ASSIGNMENT: Make an exact copy of the records, with the pictures left out.
─── RECORDS PROVIDED ───
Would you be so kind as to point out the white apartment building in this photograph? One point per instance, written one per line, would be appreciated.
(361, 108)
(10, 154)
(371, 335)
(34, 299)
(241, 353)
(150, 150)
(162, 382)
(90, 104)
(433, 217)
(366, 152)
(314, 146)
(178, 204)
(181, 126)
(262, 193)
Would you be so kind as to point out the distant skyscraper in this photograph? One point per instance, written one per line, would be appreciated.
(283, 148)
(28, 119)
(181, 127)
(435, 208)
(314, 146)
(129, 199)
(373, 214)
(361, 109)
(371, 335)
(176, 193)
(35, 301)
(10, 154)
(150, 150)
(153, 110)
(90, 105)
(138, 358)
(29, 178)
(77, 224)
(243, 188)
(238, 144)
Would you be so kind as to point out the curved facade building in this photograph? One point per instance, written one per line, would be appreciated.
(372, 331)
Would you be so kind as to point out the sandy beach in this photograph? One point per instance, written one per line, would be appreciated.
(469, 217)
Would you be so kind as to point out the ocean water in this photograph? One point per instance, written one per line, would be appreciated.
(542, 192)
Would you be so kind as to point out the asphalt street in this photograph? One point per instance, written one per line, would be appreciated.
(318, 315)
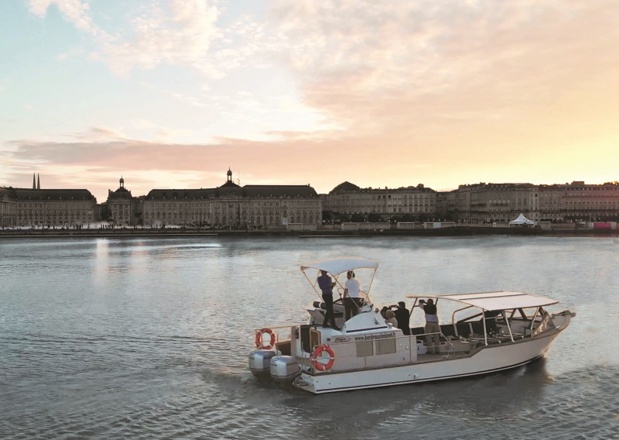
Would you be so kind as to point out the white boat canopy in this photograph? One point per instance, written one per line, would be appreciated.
(495, 300)
(336, 266)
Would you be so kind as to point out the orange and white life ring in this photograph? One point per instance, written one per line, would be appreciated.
(316, 356)
(260, 343)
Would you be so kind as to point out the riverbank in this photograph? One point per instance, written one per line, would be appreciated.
(458, 230)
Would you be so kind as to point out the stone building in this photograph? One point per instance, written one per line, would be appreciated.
(578, 201)
(230, 205)
(46, 207)
(122, 208)
(490, 202)
(412, 202)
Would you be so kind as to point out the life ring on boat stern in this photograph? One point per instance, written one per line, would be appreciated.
(316, 356)
(260, 339)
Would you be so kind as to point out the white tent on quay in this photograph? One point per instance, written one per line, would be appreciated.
(521, 220)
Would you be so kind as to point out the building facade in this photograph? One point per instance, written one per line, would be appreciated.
(230, 205)
(412, 202)
(122, 207)
(578, 201)
(490, 202)
(47, 207)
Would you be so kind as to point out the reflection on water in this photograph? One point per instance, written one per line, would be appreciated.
───
RESPONSE BOX:
Would you be so kind as to point out the white apartment building in this photograph? One point per instance, written one per line, would be appreciated.
(361, 108)
(10, 154)
(371, 335)
(34, 299)
(241, 353)
(150, 150)
(162, 382)
(90, 104)
(433, 217)
(366, 152)
(314, 146)
(178, 204)
(181, 126)
(262, 193)
Would you be so kind as to point out the distant skyscraper in this photograph? One point per instance, written one per line, would be appreciated.
(283, 148)
(28, 119)
(181, 127)
(435, 208)
(314, 146)
(129, 199)
(373, 214)
(361, 109)
(371, 335)
(176, 193)
(35, 301)
(10, 154)
(150, 150)
(153, 110)
(90, 105)
(138, 358)
(29, 178)
(77, 224)
(243, 188)
(238, 144)
Would you be so kind as to point out the curved facade building in this photograph? One point per instance, written one per line, would be appreciated.
(372, 331)
Would you be so kind as to point out the sandy beach in this photograph? One point per instance, written one per line, would be appreciated.
(469, 217)
Would you be so kind as to point out the ocean water in this photograph? One point per instance, written one per line, would be appreciated.
(542, 192)
Would you be so kind as to point out the asphalt street in this photograph? One point per instance, written one per line, would be appreciated.
(318, 315)
Would you be so kind as to point out the white boat canopy in this photograph? One point per instance, written one per line, would be appreciated.
(495, 300)
(336, 266)
Would you be so kind as to point out the orange and white life ring in this photograph? One point per instance, written one per line, would be appreciated.
(316, 356)
(260, 343)
Would you be so kind as to point out the riverbank in this photograph? One point per instance, written one per line, would be appreciated.
(458, 230)
Would you be so kind as to point out the stone building in this photograph? One point per instance, written one per line, would be appreciated.
(578, 201)
(230, 205)
(46, 207)
(122, 208)
(490, 202)
(412, 202)
Would you be so kind as to point out the life ring on boat stern in this photograph? One point per instance, written one per line, would be appreciated.
(316, 356)
(260, 339)
Would you be so kind as to point out the white tent on quay in this photograph? One point per instance, written one per line, would be appreciated.
(521, 220)
Would you be so kind as to point out the building facade in this photograph? One point per instance, written one per line, would be appreciated.
(230, 205)
(412, 202)
(122, 207)
(578, 201)
(490, 202)
(47, 207)
Would you be so kind as to point out the reflection on water in this photograph? One point per instance, written one per line, would be appreciated.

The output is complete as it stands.